__Problem to solve__
Print verbatim every line starting at the one that contains "Task: mark one point on every instance of the hazy" and ending at the final line of the records; include both endpoints.

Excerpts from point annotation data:
*-*-*
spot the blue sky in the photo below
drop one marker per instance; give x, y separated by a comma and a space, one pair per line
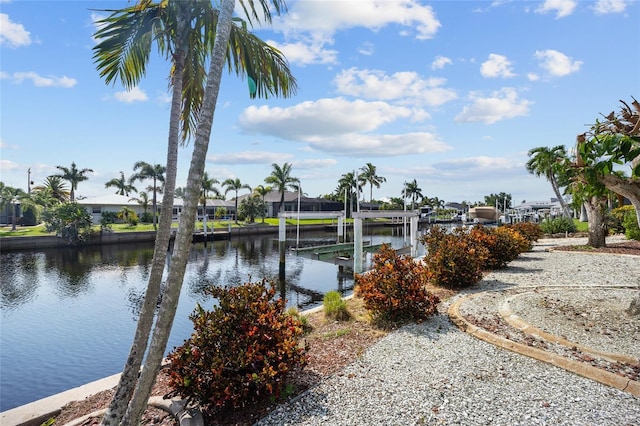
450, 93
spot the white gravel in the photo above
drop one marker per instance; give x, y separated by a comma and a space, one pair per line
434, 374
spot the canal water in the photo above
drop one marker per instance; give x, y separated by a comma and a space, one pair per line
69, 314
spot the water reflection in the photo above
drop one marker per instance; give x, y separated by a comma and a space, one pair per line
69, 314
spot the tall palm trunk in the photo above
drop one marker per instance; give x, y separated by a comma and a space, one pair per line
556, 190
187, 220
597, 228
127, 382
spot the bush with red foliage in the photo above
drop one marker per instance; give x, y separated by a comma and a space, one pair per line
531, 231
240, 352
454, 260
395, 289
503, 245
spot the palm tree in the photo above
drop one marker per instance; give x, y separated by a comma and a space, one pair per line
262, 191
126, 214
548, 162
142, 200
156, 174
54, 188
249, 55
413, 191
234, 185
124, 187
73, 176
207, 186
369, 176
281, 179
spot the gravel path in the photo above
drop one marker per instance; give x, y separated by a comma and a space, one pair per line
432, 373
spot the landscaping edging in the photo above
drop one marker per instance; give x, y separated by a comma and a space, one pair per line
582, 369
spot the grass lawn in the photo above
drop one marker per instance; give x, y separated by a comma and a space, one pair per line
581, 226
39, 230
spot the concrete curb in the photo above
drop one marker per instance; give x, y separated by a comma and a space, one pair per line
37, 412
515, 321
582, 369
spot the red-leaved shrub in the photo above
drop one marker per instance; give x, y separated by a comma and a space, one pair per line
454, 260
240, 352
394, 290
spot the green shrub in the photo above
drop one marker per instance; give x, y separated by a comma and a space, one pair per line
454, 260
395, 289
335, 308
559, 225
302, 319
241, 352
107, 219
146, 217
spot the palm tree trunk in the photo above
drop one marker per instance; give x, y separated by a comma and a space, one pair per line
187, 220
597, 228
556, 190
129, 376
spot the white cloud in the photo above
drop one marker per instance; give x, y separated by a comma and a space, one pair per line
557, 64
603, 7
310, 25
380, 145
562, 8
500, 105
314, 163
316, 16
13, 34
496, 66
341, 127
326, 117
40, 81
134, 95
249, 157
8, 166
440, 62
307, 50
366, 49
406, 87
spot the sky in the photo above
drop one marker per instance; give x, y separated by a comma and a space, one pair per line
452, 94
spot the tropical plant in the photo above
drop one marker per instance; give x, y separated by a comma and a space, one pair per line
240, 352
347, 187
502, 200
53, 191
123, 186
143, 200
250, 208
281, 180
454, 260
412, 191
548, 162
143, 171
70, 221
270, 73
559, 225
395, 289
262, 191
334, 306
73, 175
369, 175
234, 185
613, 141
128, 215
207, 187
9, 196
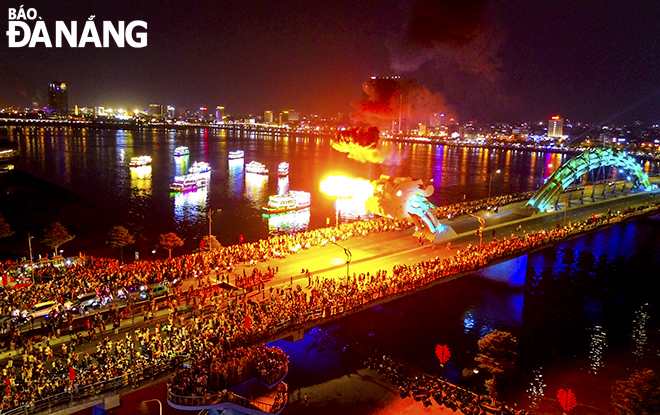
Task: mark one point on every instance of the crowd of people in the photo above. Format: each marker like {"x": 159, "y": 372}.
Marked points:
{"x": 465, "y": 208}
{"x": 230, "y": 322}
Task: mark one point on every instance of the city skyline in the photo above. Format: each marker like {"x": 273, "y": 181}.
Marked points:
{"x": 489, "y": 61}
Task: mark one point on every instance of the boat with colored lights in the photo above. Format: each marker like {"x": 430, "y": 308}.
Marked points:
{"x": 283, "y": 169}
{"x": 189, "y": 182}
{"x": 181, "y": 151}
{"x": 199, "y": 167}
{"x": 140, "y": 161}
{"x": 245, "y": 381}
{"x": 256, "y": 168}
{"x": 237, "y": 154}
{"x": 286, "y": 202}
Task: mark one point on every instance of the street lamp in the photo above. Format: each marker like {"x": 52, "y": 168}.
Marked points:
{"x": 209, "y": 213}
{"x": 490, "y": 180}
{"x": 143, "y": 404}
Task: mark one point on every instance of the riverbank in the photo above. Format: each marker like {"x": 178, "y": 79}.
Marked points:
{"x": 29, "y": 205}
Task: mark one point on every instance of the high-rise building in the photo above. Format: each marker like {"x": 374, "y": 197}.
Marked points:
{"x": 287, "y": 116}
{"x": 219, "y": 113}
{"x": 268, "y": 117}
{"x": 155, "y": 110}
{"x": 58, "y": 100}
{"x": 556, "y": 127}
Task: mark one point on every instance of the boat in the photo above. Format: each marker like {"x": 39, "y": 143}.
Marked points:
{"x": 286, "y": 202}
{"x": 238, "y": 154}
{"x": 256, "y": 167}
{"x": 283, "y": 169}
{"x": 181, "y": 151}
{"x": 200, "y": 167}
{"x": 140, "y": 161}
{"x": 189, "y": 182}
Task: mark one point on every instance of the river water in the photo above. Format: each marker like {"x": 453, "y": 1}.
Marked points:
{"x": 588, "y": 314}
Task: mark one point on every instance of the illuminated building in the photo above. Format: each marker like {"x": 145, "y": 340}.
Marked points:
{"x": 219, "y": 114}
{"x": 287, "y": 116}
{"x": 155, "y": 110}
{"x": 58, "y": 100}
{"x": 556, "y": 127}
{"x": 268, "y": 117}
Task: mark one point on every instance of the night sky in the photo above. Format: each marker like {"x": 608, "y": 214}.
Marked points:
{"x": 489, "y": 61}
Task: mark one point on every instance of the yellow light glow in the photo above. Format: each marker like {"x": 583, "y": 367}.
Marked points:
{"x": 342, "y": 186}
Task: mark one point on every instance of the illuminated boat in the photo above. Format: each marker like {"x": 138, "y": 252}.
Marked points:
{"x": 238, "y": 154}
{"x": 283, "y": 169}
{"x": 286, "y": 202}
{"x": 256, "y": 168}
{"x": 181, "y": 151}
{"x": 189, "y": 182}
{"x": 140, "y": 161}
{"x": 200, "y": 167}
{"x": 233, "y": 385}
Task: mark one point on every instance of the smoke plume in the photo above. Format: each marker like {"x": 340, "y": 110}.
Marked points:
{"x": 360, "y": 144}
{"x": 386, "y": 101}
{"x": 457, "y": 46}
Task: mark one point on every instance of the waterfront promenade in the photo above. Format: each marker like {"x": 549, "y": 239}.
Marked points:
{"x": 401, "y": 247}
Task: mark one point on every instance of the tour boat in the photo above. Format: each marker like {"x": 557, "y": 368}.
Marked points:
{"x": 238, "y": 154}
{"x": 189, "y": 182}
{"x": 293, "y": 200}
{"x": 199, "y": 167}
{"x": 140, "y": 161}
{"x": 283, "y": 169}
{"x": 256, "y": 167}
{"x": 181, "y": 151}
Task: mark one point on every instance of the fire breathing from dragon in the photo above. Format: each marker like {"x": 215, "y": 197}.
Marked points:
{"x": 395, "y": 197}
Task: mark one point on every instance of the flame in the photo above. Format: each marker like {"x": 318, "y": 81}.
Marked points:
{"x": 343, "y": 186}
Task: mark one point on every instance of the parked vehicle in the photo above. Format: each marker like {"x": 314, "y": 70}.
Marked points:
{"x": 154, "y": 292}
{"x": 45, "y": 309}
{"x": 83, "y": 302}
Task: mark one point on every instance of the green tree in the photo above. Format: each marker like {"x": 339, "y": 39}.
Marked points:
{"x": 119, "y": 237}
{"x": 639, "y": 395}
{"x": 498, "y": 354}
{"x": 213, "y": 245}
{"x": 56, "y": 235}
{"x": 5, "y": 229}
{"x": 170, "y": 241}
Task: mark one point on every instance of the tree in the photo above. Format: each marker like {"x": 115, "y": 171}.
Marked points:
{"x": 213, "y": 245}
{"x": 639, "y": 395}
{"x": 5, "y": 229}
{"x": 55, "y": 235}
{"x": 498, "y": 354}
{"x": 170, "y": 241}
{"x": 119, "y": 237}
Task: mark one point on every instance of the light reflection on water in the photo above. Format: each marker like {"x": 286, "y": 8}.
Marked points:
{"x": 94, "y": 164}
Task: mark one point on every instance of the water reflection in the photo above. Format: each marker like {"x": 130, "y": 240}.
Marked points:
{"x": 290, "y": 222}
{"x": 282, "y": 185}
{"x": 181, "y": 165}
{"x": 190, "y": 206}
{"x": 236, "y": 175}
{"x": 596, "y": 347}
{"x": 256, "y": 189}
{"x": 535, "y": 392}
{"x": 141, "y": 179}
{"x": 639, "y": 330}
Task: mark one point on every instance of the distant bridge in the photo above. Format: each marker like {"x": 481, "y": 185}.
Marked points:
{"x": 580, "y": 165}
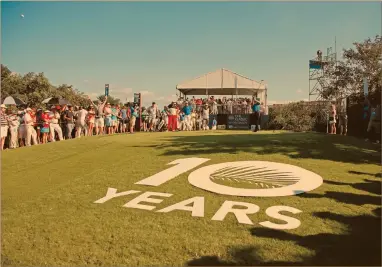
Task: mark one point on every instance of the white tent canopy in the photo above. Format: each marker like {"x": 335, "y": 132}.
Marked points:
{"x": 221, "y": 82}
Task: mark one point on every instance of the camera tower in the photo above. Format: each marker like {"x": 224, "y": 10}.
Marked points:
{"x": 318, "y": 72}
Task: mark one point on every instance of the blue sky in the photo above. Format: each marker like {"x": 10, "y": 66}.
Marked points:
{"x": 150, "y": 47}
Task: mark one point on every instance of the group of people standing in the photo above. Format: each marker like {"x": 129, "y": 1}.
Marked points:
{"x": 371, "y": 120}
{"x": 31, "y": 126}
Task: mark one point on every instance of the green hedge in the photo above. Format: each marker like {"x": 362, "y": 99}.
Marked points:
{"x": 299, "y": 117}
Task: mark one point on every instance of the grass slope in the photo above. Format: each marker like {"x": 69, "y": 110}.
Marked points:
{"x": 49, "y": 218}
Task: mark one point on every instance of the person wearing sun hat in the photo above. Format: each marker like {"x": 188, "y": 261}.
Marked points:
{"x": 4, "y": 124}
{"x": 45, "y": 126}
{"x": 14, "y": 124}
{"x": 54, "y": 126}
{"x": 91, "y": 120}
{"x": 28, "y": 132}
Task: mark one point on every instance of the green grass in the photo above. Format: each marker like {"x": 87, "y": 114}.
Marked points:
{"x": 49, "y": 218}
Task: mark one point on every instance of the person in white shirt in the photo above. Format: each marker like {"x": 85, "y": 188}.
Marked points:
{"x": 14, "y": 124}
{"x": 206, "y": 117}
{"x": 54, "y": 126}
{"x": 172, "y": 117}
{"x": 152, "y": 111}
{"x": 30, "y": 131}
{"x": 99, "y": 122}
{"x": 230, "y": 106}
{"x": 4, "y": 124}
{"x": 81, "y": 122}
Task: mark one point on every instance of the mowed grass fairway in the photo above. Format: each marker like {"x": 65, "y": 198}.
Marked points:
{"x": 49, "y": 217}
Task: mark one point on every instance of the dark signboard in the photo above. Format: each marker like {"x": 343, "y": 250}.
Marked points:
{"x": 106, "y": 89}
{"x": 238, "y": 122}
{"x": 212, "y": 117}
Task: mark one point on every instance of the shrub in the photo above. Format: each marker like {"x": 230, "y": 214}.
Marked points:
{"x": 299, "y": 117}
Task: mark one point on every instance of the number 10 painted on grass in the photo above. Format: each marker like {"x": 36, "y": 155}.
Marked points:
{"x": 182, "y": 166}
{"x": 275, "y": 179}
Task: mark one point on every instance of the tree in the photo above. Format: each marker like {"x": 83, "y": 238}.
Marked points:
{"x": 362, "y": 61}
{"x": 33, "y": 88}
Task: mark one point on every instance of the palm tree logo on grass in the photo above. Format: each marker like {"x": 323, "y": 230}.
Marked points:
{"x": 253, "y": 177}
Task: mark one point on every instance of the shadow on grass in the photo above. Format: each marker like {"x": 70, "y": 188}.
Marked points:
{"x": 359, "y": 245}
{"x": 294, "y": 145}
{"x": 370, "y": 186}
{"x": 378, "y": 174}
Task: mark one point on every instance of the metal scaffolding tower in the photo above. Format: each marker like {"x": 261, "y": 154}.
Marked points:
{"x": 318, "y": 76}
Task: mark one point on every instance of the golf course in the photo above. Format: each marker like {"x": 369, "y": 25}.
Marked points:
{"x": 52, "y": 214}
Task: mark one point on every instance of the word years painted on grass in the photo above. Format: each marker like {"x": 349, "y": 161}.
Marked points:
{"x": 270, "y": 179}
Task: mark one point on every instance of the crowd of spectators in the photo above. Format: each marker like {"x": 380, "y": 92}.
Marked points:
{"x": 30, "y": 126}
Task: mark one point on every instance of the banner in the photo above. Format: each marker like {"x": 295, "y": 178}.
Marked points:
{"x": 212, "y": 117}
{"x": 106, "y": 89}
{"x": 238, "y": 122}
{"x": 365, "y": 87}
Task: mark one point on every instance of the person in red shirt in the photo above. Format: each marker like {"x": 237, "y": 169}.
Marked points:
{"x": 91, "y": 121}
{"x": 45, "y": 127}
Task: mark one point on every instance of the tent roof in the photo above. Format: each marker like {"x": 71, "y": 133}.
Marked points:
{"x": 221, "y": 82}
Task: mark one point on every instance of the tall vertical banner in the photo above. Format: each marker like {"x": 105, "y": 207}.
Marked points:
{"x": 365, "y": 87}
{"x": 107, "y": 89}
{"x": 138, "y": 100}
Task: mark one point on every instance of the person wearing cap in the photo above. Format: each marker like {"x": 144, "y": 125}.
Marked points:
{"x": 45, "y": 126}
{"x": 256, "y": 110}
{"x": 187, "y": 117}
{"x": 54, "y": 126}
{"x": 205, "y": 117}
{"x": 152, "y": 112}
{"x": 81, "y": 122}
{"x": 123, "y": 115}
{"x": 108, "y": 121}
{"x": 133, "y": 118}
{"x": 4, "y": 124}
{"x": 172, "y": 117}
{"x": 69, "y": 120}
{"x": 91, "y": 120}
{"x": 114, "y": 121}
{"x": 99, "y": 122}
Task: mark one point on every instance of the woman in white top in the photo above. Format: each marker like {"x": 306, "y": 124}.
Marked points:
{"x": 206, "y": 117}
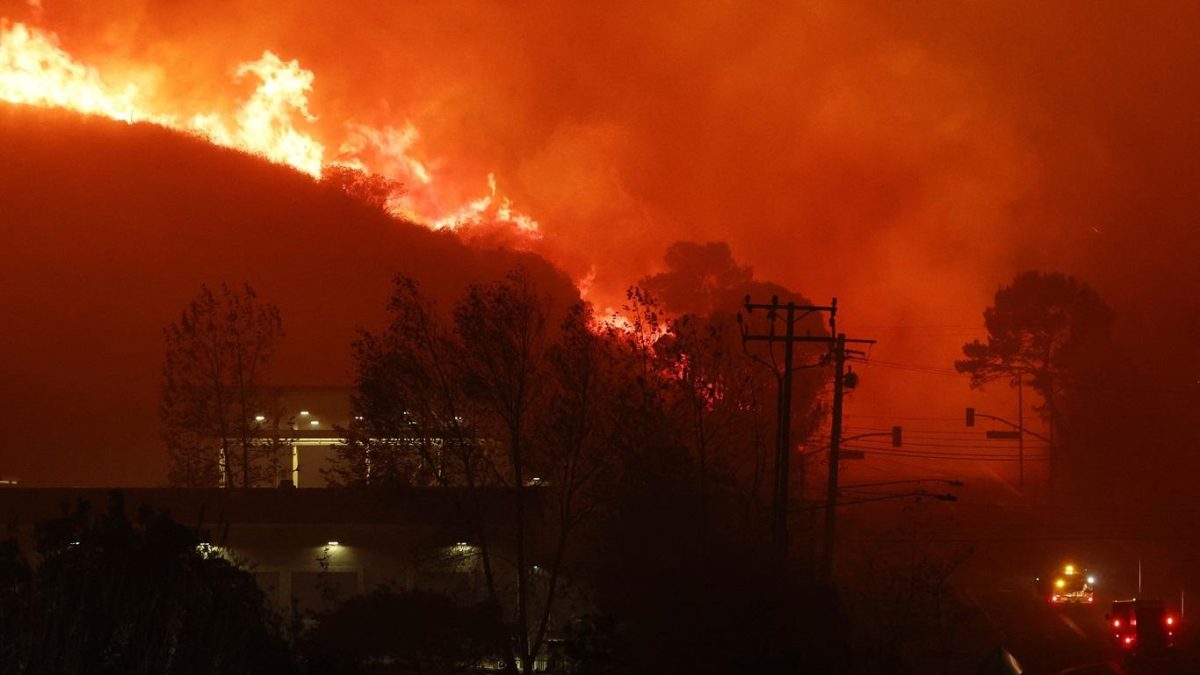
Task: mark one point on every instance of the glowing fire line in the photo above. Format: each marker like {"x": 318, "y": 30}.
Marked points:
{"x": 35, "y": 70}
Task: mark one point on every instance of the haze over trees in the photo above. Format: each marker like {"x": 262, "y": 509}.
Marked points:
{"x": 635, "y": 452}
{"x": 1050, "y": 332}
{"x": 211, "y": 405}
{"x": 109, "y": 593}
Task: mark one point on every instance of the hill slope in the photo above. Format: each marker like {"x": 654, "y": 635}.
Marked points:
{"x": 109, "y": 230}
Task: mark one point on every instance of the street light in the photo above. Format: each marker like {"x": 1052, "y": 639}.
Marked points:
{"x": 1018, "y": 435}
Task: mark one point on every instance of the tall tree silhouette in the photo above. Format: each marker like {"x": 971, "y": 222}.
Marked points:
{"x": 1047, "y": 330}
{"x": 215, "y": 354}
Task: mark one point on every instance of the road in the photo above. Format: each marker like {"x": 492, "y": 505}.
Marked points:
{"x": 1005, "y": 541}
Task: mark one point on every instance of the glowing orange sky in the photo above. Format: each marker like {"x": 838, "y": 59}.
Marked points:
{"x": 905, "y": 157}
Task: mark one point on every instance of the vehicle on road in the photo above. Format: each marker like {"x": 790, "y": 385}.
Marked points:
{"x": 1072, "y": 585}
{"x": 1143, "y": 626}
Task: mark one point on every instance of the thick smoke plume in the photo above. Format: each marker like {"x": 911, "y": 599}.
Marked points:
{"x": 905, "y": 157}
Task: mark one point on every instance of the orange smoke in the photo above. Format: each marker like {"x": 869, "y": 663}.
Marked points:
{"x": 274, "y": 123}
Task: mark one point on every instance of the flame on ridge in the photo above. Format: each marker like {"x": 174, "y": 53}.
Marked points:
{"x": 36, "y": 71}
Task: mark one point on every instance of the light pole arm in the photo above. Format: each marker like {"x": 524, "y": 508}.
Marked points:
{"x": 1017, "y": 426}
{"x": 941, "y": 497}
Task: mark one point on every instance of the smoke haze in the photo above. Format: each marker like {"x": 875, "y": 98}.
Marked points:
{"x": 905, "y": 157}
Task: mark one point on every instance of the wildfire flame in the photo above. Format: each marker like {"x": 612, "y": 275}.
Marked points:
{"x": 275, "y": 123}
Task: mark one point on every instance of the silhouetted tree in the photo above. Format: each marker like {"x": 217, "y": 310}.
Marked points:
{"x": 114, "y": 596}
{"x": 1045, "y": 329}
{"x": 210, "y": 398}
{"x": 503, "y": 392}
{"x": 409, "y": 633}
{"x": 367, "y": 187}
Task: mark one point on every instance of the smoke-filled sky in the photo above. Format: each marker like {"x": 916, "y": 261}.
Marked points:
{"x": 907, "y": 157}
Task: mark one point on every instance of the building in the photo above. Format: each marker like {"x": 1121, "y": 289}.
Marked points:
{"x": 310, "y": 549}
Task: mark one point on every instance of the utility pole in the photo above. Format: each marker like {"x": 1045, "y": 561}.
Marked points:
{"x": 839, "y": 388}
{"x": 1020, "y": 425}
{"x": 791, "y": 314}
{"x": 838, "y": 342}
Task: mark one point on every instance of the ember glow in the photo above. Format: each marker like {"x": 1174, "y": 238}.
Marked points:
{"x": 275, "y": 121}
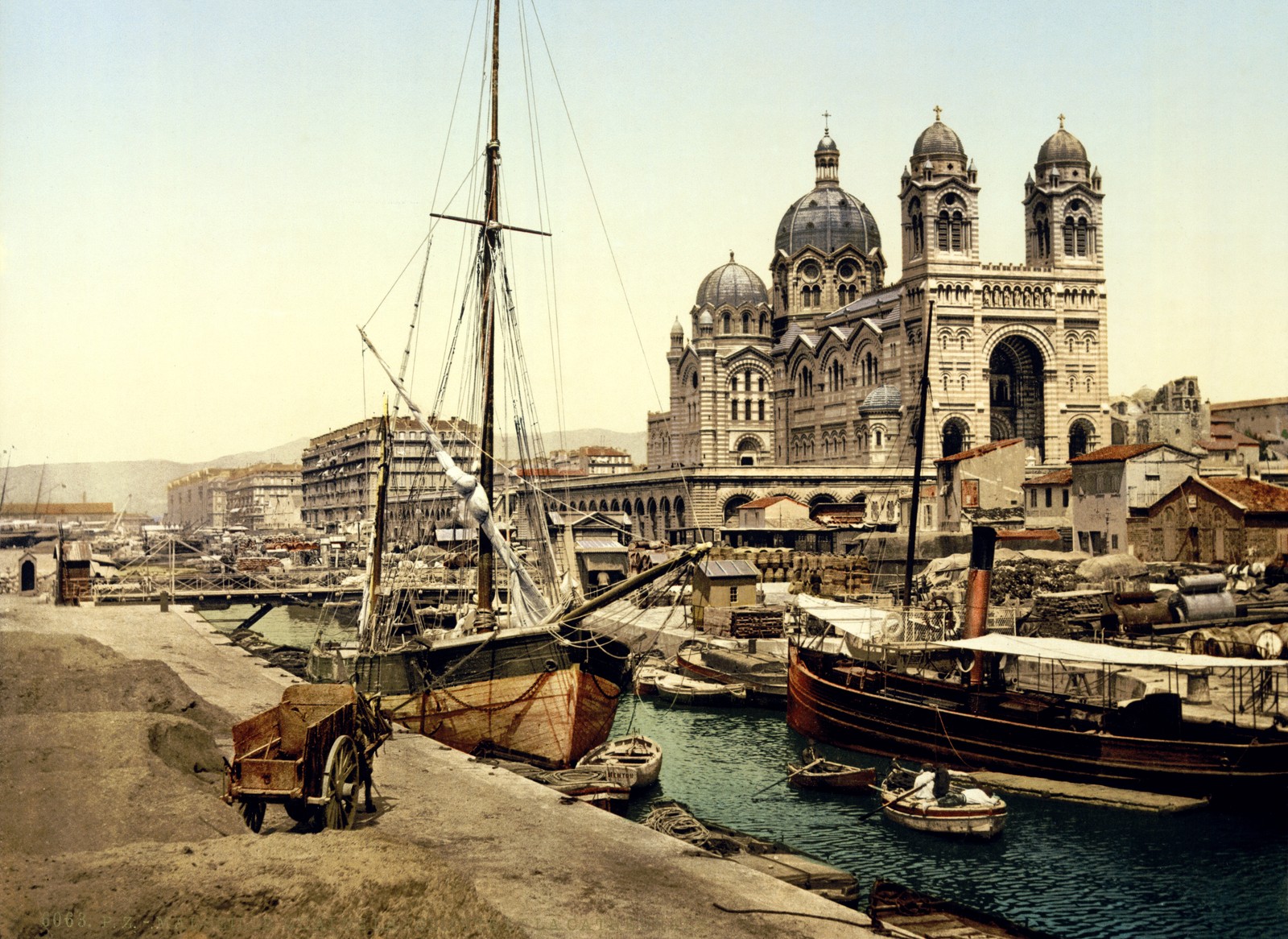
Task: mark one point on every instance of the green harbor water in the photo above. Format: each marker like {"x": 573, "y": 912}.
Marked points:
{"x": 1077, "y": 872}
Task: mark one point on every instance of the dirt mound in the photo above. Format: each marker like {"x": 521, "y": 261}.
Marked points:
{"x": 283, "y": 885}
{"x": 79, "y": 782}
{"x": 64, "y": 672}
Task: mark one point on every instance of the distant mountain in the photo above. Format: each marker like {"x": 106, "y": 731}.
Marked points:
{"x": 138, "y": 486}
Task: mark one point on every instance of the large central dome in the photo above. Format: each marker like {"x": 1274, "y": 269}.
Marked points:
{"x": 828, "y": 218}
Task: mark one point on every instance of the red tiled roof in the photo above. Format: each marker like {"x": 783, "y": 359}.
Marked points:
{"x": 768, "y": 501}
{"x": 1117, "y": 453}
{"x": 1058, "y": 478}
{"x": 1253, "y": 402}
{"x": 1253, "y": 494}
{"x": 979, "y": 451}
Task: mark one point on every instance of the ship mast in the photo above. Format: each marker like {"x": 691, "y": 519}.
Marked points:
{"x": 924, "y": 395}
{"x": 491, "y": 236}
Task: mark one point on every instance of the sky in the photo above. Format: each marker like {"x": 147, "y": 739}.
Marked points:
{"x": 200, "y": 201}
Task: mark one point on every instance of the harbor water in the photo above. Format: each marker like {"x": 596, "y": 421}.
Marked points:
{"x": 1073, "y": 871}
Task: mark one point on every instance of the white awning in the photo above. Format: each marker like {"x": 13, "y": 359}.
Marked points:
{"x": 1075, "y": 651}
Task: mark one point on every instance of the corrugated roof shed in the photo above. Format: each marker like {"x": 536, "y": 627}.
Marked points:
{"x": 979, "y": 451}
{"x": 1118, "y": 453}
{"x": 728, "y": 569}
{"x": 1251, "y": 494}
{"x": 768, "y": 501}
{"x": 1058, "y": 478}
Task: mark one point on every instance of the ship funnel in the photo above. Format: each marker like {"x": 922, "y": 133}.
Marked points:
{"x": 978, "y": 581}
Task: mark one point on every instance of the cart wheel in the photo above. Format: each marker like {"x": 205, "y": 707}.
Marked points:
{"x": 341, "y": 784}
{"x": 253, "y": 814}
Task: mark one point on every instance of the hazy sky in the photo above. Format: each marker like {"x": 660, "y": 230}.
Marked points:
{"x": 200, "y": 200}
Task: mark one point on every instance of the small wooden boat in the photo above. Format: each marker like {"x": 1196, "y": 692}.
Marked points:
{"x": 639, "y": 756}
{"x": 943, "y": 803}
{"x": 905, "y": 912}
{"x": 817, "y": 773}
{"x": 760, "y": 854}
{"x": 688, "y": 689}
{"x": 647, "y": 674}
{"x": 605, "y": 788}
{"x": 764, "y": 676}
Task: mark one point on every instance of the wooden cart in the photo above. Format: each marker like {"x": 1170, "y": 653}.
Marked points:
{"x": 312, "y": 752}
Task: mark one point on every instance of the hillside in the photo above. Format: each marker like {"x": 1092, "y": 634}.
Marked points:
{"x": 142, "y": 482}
*-*-*
__Solution__
Task: mark one point on every instance of the hazy sky in the photo above. Format: each marker like {"x": 660, "y": 230}.
Marked points:
{"x": 200, "y": 200}
Task: mark one point on every instance of the small wooden boat in the photo above. Format: each marker like {"x": 1196, "y": 692}.
Marked points:
{"x": 639, "y": 756}
{"x": 943, "y": 803}
{"x": 905, "y": 912}
{"x": 817, "y": 773}
{"x": 760, "y": 854}
{"x": 688, "y": 689}
{"x": 647, "y": 674}
{"x": 605, "y": 788}
{"x": 764, "y": 676}
Task: mark one point on every instance of the wooden cart in the photo above. Format: each marker like {"x": 1170, "y": 653}.
Marked points:
{"x": 312, "y": 752}
Task: mark one point on every instance of the hillside in the photo above. Format: each marker like {"x": 1092, "y": 634}.
Marked points:
{"x": 142, "y": 482}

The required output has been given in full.